The task: Please give the data below again in full, exactly as it stands.

Records for the exercise:

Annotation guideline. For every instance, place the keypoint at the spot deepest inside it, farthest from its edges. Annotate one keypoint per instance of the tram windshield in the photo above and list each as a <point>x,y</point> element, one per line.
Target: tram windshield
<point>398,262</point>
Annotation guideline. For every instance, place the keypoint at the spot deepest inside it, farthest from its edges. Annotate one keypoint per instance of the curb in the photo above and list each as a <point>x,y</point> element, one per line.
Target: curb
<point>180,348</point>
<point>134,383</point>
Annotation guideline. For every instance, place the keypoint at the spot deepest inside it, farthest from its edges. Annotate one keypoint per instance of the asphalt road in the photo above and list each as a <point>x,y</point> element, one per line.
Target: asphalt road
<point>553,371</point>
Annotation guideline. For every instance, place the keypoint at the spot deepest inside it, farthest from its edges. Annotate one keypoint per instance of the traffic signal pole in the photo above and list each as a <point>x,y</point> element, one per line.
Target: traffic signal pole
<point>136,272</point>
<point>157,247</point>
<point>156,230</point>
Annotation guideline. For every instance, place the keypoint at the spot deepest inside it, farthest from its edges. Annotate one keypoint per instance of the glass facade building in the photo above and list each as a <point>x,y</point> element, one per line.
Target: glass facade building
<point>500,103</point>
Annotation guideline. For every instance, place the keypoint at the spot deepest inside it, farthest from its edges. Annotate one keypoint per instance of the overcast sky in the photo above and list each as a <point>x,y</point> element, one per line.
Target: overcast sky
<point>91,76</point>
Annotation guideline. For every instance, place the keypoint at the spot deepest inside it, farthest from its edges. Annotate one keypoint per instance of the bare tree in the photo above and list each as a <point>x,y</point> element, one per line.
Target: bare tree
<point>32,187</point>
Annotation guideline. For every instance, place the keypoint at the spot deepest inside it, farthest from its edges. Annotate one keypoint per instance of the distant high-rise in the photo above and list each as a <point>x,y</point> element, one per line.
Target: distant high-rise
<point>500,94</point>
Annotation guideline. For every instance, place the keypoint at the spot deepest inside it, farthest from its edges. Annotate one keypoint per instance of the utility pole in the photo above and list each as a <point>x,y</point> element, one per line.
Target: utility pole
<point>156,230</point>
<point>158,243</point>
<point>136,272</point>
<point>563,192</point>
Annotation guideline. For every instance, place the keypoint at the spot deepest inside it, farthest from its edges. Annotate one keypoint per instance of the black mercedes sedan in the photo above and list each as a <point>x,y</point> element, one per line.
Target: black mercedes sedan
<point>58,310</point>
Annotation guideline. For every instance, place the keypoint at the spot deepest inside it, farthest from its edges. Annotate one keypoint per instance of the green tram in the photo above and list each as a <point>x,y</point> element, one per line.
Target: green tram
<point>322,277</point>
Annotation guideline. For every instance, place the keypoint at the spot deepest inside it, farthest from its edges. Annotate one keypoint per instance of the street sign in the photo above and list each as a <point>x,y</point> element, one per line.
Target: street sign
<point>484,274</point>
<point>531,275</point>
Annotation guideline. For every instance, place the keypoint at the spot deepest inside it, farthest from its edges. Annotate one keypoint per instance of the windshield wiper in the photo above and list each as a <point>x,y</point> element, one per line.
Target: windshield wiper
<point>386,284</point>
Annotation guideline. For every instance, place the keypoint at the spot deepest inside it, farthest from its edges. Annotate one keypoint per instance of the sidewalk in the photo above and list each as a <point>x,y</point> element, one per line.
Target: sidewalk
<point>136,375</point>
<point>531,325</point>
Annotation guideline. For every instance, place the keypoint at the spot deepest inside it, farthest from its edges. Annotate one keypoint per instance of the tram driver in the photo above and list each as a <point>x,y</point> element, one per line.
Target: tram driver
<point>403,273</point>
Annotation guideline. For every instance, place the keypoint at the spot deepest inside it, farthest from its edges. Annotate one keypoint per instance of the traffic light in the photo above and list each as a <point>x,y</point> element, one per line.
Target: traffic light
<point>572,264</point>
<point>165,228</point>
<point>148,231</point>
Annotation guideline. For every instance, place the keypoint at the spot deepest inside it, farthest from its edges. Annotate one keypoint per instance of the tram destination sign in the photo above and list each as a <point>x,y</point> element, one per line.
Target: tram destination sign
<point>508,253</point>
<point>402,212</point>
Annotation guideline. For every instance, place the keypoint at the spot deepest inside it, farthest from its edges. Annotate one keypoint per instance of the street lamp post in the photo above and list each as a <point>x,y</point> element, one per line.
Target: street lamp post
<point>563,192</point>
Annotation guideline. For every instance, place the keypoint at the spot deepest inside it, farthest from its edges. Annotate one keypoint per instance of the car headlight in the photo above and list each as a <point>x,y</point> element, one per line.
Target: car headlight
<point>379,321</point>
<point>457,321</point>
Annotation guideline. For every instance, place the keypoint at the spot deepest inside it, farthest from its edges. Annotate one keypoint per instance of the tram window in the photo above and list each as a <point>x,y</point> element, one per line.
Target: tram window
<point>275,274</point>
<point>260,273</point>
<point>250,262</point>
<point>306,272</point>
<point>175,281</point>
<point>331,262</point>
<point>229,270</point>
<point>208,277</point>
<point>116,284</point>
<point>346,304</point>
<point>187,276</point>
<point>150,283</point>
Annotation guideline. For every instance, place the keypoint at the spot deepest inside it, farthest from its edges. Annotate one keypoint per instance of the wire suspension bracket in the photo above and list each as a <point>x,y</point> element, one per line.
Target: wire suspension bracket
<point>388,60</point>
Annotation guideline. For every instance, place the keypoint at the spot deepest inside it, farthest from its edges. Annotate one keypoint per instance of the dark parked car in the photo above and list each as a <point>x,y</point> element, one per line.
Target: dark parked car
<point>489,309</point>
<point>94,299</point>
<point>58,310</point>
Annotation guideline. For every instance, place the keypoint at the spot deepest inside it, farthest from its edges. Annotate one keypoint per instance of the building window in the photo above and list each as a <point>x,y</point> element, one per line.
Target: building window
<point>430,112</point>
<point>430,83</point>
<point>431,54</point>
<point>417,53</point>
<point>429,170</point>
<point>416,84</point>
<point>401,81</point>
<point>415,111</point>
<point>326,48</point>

Response below:
Annotation guideline. For every instance, place the keypoint at the spot deepest inside it, farthest from its edges. Annotate one keypoint per instance of the tram windshield in the photo above and list each as a <point>x,y</point> element, one per line.
Target: tram windshield
<point>398,262</point>
Annotation guideline. For every instance, place the keypoint at the spot deepest inside it, farthest from its edges. Annotate one keypoint per instance of the curb in the photo above and list each as a <point>x,y</point> element, one per line.
Target: curb
<point>180,348</point>
<point>134,383</point>
Annotation guideline. For every instance, place the keypoint at the spot deepest inside it, farthest from its edges. Annotate one keypoint per instance of the asphalt road in the photo above and list each as a <point>x,y</point> element, one per line.
Target: asphalt road
<point>553,371</point>
Annotation guideline. For every instance, place the keypoint at the spot deepest inside it, farthest from its edges. Annotate one keypoint per instance of the traffic signal pole in the photo above and list each as a <point>x,y</point> element, one per line.
Target: traffic signal pole
<point>136,272</point>
<point>157,247</point>
<point>156,230</point>
Annotation guideline. For every instance, place the keypoint at the spot deepest inside it, farthest from its edges. Annotate one keypoint per instance of the glass facade building in the photo above and list each as a <point>x,y</point> element, one per line.
Target: glass facade building
<point>500,103</point>
Annotation guideline. For every instance, place the keypoint at the spot deepest inside it, farthest from its edges. Annotate one keypoint per instance of the overcast sky in the photo above and list each as a <point>x,y</point> element, one per line.
Target: overcast sky
<point>91,76</point>
Annotation guideline. For every instance, place the keypoint at the spot deepest inside it, farthest from its edges. Annotate one keypoint per instance of the bare tree in the photo above and list each as a <point>x,y</point> element, one per line.
Target: bare tree
<point>32,187</point>
Annotation guideline. For every instance, place the keypoint at the spot deepest inside it, farthest from its edges. Annotate one keypoint per instance of the distant high-rise in the photo above and list each as a <point>x,y</point> element, one per line.
Target: distant high-rise
<point>500,94</point>
Annotation guideline. For every instance, place the keypoint at the spot deepest inside it, farthest from its edges. Annotate one keypoint per instance of the utility pole in the photo above and list each as a <point>x,y</point> element, one per line.
Target: utility pole
<point>156,230</point>
<point>158,243</point>
<point>136,272</point>
<point>563,192</point>
Annotation guideline. For every instance, place the keypoint at the spot deepest inside it, farthest from its edges. Annotate one keypoint per instance of the black mercedes sedan in the photo above and list each as a <point>x,y</point> element, one per line.
Target: black mercedes sedan
<point>58,310</point>
Annotation guideline. For every instance, place the keypoint at the spot deepest inside it, farthest from its edges. Annotate one keypoint per instance of the green tram in the photo above and list each as a <point>x,y</point> element, one per line.
Target: green tram
<point>322,277</point>
Annotation guideline. For every instance, place the keypoint at the spot deepest inside it, farthest from its edges. Annotate one keypoint per instance of the street sign in the photo above and list each as a <point>x,y</point> element, one per line.
Target: street sign
<point>484,274</point>
<point>531,275</point>
Annotation guideline. For every instance, place the keypoint at the spot deepest inside it, farthest from its edges. Annotate one keypoint per instance of the windshield wiper in the photo above and list each as a <point>x,y</point> element, one per line.
Target: windshield wiper
<point>386,284</point>
Annotation guideline. For every instance, place the keypoint at the spot deepest inside it, farthest from its edges. Annotate one keypoint per instance of the sidewalk in the photo above and list each as a <point>x,y</point> element, one per line.
Target: sidewalk
<point>136,375</point>
<point>531,325</point>
Annotation guideline. For every instance, place the keypoint at the spot deepest inside it, farthest from its edges. Annotate one keypoint per instance of the tram driver in the photo above and list each as a <point>x,y</point> element, one per line.
Target: tram driver
<point>403,273</point>
Annotation guideline. For every instance, place the keypoint at the spot deepest inside it, farthest from its edges. Annotate one keypoint per instance of the traffic light in the photo above and list each as a <point>x,y</point> element, one per line.
Target: traffic light
<point>572,264</point>
<point>165,228</point>
<point>148,231</point>
Annotation guideline. For every instance, place the keypoint at the spot deepest inside it, farthest from its edges. Annotate one keypoint per instance of the tram destination sign in the photo above and list each as a <point>x,y</point> element, one per line.
Target: tram destination sign
<point>508,253</point>
<point>402,212</point>
Annotation guideline. For every instance, place the keypoint at the spot deepest inside it, farthest from its edges. Annotate one keypoint per instance of the street lamp post in the photo above and list each as a <point>x,y</point> element, one per line.
Target: street lamp post
<point>563,192</point>
Annotation guideline. For every instance, place the keypoint at the spot deepest inside it, farthest from its edges. Annotate one keypoint per instance of the car headlight in the photo above and list each as a <point>x,y</point> element, one per line.
Target: car headlight
<point>379,321</point>
<point>457,321</point>
Annotation guideline. For every instance, place the keypoint at the spot deepest inside it, farthest from its edges. Annotate one keypoint per instance of the tram window in the photo above and list each as a <point>x,y</point> element, one per line.
Target: tram window
<point>275,274</point>
<point>260,273</point>
<point>250,262</point>
<point>306,272</point>
<point>175,281</point>
<point>331,262</point>
<point>229,270</point>
<point>208,277</point>
<point>116,284</point>
<point>346,304</point>
<point>187,276</point>
<point>150,283</point>
Annotation guideline. For every instance, place the keypoint at the spot deepest inside it, farthest from its edges. Annotate one keypoint per instance of the wire suspension bracket in the photo above and list each as a <point>x,y</point> element, one per line.
Target: wire suspension bracket
<point>388,60</point>
Annotation guideline. For every instance, place the keypoint at the spot deepest inside it, farthest from its edges. Annotate one keypoint per instance of the dark parked car in the photo above and list each as a <point>x,y</point> element, one per line.
Target: dark parked car
<point>489,309</point>
<point>94,299</point>
<point>58,310</point>
Annotation guideline. For every instance, place the keypoint at the spot deepest inside it, farthest from its edges. Annotate one keypoint per instance of the building window in the photo above and list each as a <point>x,y</point> element, one per line.
Target: building window
<point>430,112</point>
<point>430,83</point>
<point>431,54</point>
<point>417,53</point>
<point>429,170</point>
<point>416,84</point>
<point>401,81</point>
<point>415,111</point>
<point>326,48</point>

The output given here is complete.